Your copy of the material must match it exactly, except that pictures are dropped.

Supplied information →
--- start ---

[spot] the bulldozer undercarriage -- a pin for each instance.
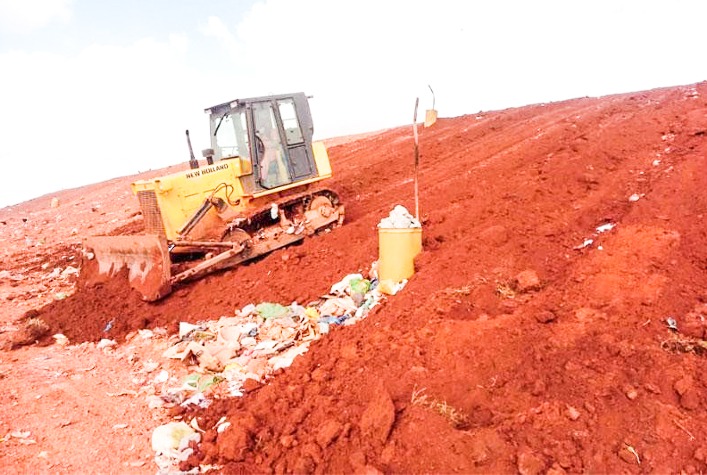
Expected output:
(151, 263)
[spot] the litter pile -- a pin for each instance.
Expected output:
(252, 345)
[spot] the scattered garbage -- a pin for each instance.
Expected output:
(672, 324)
(106, 343)
(255, 342)
(60, 339)
(261, 339)
(605, 227)
(586, 243)
(171, 443)
(399, 218)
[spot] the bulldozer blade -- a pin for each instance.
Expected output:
(144, 260)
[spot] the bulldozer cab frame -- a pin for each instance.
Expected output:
(272, 133)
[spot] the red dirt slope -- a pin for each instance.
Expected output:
(577, 371)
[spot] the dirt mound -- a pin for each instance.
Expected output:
(559, 242)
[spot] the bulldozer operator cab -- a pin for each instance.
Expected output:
(271, 136)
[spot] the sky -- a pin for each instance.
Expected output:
(92, 90)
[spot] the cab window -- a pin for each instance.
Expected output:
(288, 114)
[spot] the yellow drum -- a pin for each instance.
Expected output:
(397, 249)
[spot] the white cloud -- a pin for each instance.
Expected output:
(116, 109)
(25, 16)
(106, 112)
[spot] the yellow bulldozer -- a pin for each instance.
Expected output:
(258, 190)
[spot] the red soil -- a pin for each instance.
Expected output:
(575, 372)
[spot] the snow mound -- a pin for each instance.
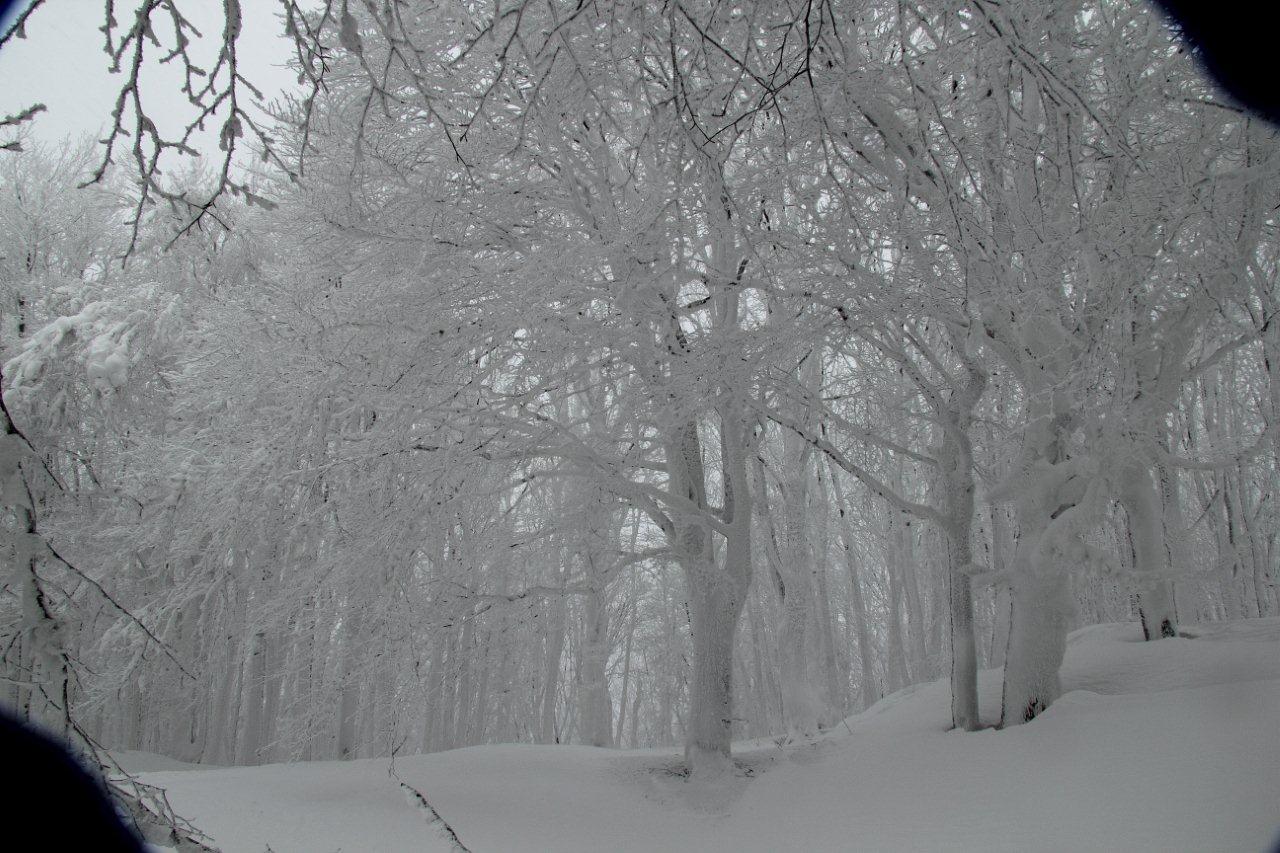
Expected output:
(1169, 746)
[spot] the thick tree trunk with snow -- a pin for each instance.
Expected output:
(1041, 601)
(1142, 502)
(714, 605)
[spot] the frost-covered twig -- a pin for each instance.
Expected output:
(417, 799)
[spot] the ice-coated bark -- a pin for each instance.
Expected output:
(1142, 503)
(1037, 643)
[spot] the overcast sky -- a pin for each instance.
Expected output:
(63, 64)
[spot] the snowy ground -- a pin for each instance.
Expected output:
(1170, 746)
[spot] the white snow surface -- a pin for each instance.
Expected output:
(1168, 746)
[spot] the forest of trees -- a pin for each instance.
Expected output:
(632, 373)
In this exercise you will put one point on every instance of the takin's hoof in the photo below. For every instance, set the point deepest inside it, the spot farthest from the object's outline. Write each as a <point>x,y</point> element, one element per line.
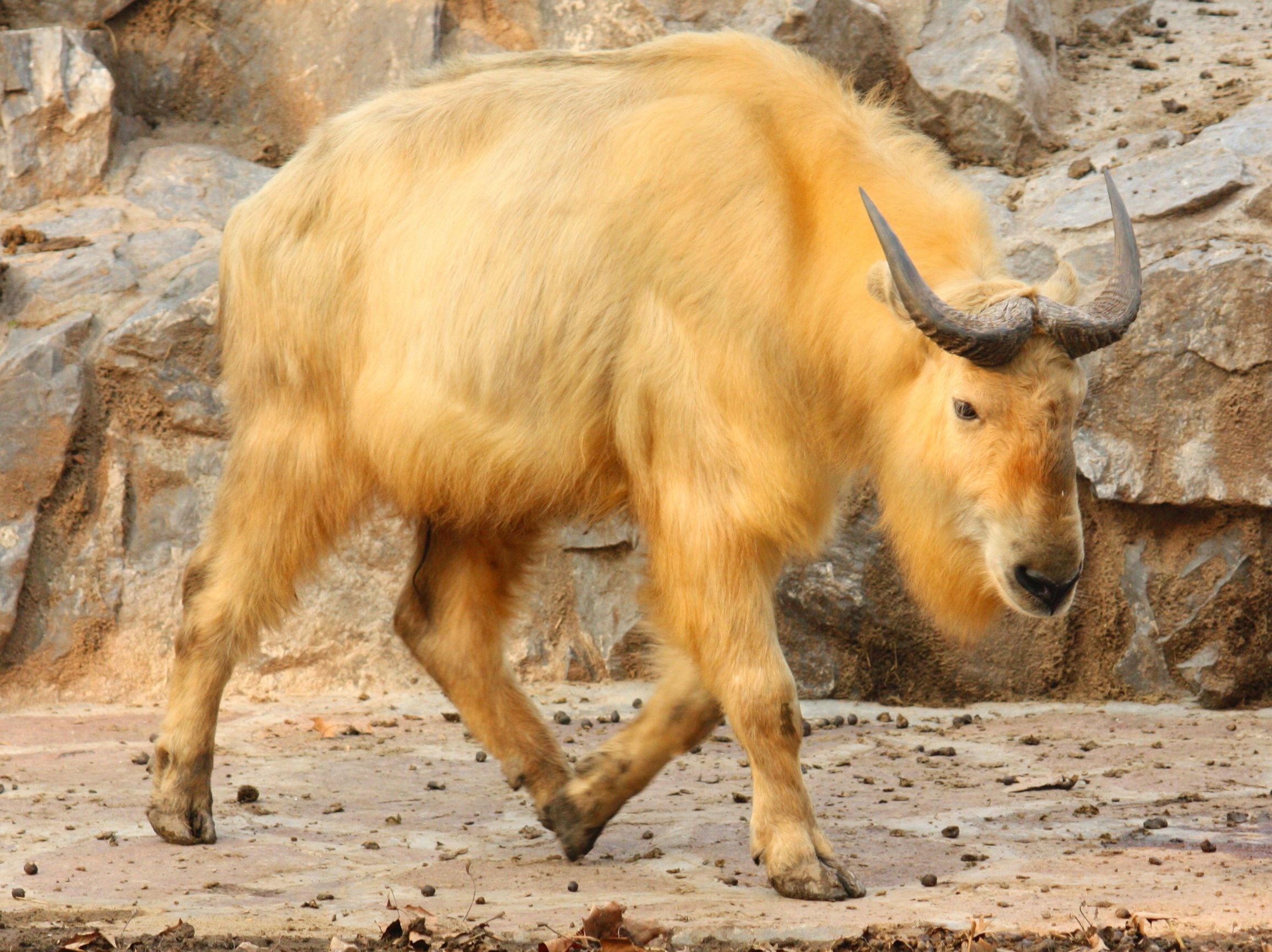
<point>827,883</point>
<point>564,819</point>
<point>183,827</point>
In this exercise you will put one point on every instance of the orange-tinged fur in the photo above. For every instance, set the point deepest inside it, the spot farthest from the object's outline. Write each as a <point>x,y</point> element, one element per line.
<point>549,286</point>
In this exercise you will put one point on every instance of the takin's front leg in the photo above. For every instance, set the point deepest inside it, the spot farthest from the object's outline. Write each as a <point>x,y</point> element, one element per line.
<point>717,601</point>
<point>276,511</point>
<point>678,716</point>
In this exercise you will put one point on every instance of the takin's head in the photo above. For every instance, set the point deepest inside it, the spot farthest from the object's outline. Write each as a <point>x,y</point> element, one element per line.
<point>981,502</point>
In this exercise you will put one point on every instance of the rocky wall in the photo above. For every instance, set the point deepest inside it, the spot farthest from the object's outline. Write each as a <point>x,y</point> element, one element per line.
<point>112,429</point>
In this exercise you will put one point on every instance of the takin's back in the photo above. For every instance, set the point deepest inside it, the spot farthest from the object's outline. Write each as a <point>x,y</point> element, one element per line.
<point>521,278</point>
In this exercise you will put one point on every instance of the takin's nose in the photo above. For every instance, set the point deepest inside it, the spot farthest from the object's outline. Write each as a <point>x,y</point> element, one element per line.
<point>1049,592</point>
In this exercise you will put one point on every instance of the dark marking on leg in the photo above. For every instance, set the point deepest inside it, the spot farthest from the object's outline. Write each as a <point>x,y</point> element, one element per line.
<point>788,721</point>
<point>194,583</point>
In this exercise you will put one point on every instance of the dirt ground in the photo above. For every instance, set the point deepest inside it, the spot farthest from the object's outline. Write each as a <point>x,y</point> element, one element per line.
<point>344,824</point>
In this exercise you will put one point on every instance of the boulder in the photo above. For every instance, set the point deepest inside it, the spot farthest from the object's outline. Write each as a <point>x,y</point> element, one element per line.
<point>271,70</point>
<point>984,74</point>
<point>41,395</point>
<point>1178,181</point>
<point>1181,404</point>
<point>1116,25</point>
<point>27,14</point>
<point>194,183</point>
<point>56,117</point>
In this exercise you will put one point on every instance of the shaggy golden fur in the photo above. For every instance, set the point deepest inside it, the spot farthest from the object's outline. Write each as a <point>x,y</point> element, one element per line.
<point>550,286</point>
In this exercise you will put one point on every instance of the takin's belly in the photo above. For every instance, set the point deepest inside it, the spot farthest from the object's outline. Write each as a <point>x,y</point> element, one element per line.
<point>485,467</point>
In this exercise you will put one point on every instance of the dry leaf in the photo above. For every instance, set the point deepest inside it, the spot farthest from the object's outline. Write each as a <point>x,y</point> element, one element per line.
<point>620,943</point>
<point>181,931</point>
<point>561,943</point>
<point>1065,783</point>
<point>603,921</point>
<point>88,940</point>
<point>644,933</point>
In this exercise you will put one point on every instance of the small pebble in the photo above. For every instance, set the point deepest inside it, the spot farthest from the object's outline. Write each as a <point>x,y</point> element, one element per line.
<point>1077,169</point>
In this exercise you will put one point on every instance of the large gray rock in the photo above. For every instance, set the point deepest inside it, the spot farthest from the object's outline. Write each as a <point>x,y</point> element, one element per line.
<point>1177,181</point>
<point>1181,404</point>
<point>984,73</point>
<point>55,120</point>
<point>41,393</point>
<point>194,183</point>
<point>26,14</point>
<point>272,70</point>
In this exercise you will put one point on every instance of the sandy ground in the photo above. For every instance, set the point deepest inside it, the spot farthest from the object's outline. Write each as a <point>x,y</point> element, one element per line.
<point>75,796</point>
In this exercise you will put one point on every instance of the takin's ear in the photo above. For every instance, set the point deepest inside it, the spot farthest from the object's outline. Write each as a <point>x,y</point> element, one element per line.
<point>1062,286</point>
<point>881,286</point>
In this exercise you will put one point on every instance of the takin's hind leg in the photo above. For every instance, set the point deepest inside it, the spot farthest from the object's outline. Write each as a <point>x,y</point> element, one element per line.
<point>280,504</point>
<point>452,616</point>
<point>680,716</point>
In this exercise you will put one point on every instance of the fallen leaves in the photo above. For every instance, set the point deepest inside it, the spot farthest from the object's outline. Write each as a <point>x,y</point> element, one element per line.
<point>28,240</point>
<point>1064,783</point>
<point>85,941</point>
<point>606,928</point>
<point>327,730</point>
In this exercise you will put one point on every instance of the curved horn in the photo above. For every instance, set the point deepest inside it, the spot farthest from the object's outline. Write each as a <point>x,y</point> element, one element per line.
<point>989,338</point>
<point>1084,330</point>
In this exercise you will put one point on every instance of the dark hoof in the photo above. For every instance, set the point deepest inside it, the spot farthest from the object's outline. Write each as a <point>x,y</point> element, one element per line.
<point>828,883</point>
<point>183,827</point>
<point>564,819</point>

--- end ---

Exercise output →
[spot] the bulldozer undercarriage -- a pin for each instance.
Expected output:
(151, 263)
[spot] the litter pile -- a pin for each instance.
Expected output:
(252, 345)
[spot] the scattered garbage -- a pin for each instance.
Expected output:
(672, 324)
(106, 343)
(255, 342)
(60, 339)
(261, 339)
(605, 227)
(586, 243)
(171, 443)
(399, 218)
[spot] the bulldozer blade -- a pin for each instance.
Expected output:
(144, 260)
[spot] the bulldozer cab frame -- a pin for each instance.
Expected output:
(272, 133)
[spot] the red dirt slope -- a pin for each instance.
Expected output:
(577, 371)
[spot] the dirt mound -- a pin for each instance.
Expected output:
(559, 242)
[spot] the bulldozer operator cab -- a pin for each instance.
Expected output:
(271, 136)
[spot] the sky -- a pin for each instance.
Expected output:
(92, 90)
[spot] the cab window -- a pin for each instance.
Expected output:
(288, 114)
[spot] the yellow drum -- a pin for each instance.
Expected output:
(397, 249)
[spot] the white cloud -- a pin for each instance.
Expected output:
(116, 109)
(25, 16)
(106, 112)
[spot] the yellow bulldozer -- a pin for each instance.
Expected output:
(258, 190)
[spot] the red soil -- a pin for each instance.
Expected output:
(575, 372)
[spot] the snow mound -- a pin for each instance.
Expected output:
(1169, 746)
[spot] the thick tree trunk with snow -- a pin for each instance.
Expected output:
(1041, 601)
(1142, 502)
(714, 605)
[spot] the frost-covered twig -- a pin for each instance.
Expected output:
(417, 799)
[spot] the ice-coated bark -- a pin for each instance.
Expected output:
(1142, 503)
(1037, 643)
[spot] the overcast sky -- a pin for each instance.
Expected output:
(63, 64)
[spot] the snowy ground -- a pin for each instance.
Expected output:
(1170, 746)
[spot] the white snow surface -- a pin for each instance.
Expected output:
(1168, 746)
[spot] the forest of trees -- a pin for each instance.
Expected output:
(632, 373)
In this exercise you will put one point on every instance of the takin's hoof in the photo below. For every instance, set the point deepest inside it, the spot farthest from the object's outline. Write each as a <point>x,y</point> element, one element per line.
<point>827,883</point>
<point>564,819</point>
<point>183,827</point>
In this exercise you will put one point on every instance of the orange-tinged fur in the photo above. For every instance, set the point deepest inside it, the spot farthest from the object's outline. Write each as a <point>x,y</point> element, one element per line.
<point>549,286</point>
In this exercise you will put one point on every instance of the takin's front leg in the photo above. For every instance, set the point deepest inside it, the spot farthest from the object's outline. Write each as a <point>x,y</point> element, one element per line.
<point>717,601</point>
<point>276,511</point>
<point>678,716</point>
In this exercise you will put one point on every instance of the takin's head in the photo above. For every instance, set the point deepest inside it, the spot farthest from the object's outline. Write each as a <point>x,y</point> element, one element per line.
<point>981,502</point>
In this exercise you will put one point on every instance of the rocky wall in the photo above. For every instance, set the point deepest inside it, the spot farthest from the object's outline. Write each as a <point>x,y</point> element, one element per line.
<point>112,429</point>
In this exercise you will put one point on every instance of the takin's back in the photo above. For every instance, set the point deepest inside it, the spot farthest from the object's outline. Write each as a <point>x,y</point> element, one element per line.
<point>521,278</point>
In this exercise you will put one point on every instance of the takin's nose in the photo above. For every instance, set the point deepest inside it, the spot farthest from the object's outline. Write each as a <point>x,y</point> element, one element per line.
<point>1049,592</point>
In this exercise you will put one point on every instance of the dark marking on leg in the photo above. For every instance, set the point deepest inside it, the spot farthest from the object's outline. Write each as a <point>x,y</point> element, one element per line.
<point>788,721</point>
<point>194,583</point>
In this exercise you will put one point on every instance of the dirt ground in the photo above. For every instance, set the point deepest inside it, the spot farthest from the object's outline. Write each as a <point>x,y</point> element, one element per line.
<point>344,824</point>
In this exercise you will put one point on every instance of the boulder in the photo above. For every instance, set the point deepest inside it, the spot farthest from the object's outline. Write each as a <point>x,y</point> element, one element per line.
<point>271,70</point>
<point>984,74</point>
<point>41,395</point>
<point>1178,181</point>
<point>1181,404</point>
<point>1116,25</point>
<point>27,14</point>
<point>194,183</point>
<point>56,117</point>
In this exercise you will put one point on every instance of the shaggy golden fur in the photo above. For every instance, set the point deepest inside it, the spot farthest from the object's outline. Write each as a <point>x,y</point> element, one element per line.
<point>550,286</point>
In this exercise you will put one point on every instance of the takin's belly in the photo above. For every instance, set the point deepest inside it, the spot farthest from the object's outline. Write each as a <point>x,y</point> element, one element per line.
<point>485,467</point>
In this exercise you will put one point on every instance of the dry leaf in the photo above. For every instance, set the point deepest inside it, the spot farthest from the object's outline. Write each as a <point>x,y</point> element, one element per line.
<point>620,943</point>
<point>181,931</point>
<point>561,943</point>
<point>1065,783</point>
<point>603,921</point>
<point>88,940</point>
<point>644,933</point>
In this exercise you will put one point on every instance of the small pebble in the photo above. For every instance, set the point deepest inside it, the spot farthest from the object's outline. Write each as a <point>x,y</point> element, one element per line.
<point>1077,169</point>
In this exercise you will put one point on every instance of the large gray rock in the photo above. For every instance, set the point deepest inside it, the spot farthest from the object's outline. Write each as a <point>x,y</point> element, one element per line.
<point>1177,181</point>
<point>1181,404</point>
<point>984,73</point>
<point>55,120</point>
<point>41,393</point>
<point>194,183</point>
<point>26,14</point>
<point>272,70</point>
In this exercise you will put one point on every instance of the sandy ground in the photo above. For every instance, set the point deepest inside it, the spot farthest from the object's outline. Write each as a <point>x,y</point> element, one element per line.
<point>75,796</point>
In this exercise you will put one point on every instance of the takin's ear in the photo above. For every instance, set the point deepest inside it, the spot farthest from the object's outline. Write each as a <point>x,y</point> element, one element per line.
<point>1062,286</point>
<point>881,286</point>
In this exercise you will put one point on every instance of the takin's hind leg in the photo above. For every instance, set the point deepest inside it, the spot farthest from the object's outline. Write each as a <point>x,y</point> element, one element per line.
<point>280,504</point>
<point>452,616</point>
<point>680,716</point>
In this exercise you will put one point on every instance of the fallen leaves in the photo above. For every instance, set the point deepest inside it, the spot farthest from the object's outline. Write each as a <point>x,y</point> element, one element per line.
<point>28,240</point>
<point>1064,783</point>
<point>85,941</point>
<point>606,928</point>
<point>327,730</point>
In this exercise you will put one point on every instance of the curved horn in the photo above. For every instance, set the point deepest inside it, the spot farthest from the object's outline. Write each as a <point>x,y</point> element, one element per line.
<point>989,338</point>
<point>1084,330</point>
In this exercise you will put one point on every instance of the dark hoof in the photo above. For every instance, set the point deepest inside it, the spot farthest from the object's outline. Write each as a <point>x,y</point> element, one element per line.
<point>828,883</point>
<point>183,827</point>
<point>564,819</point>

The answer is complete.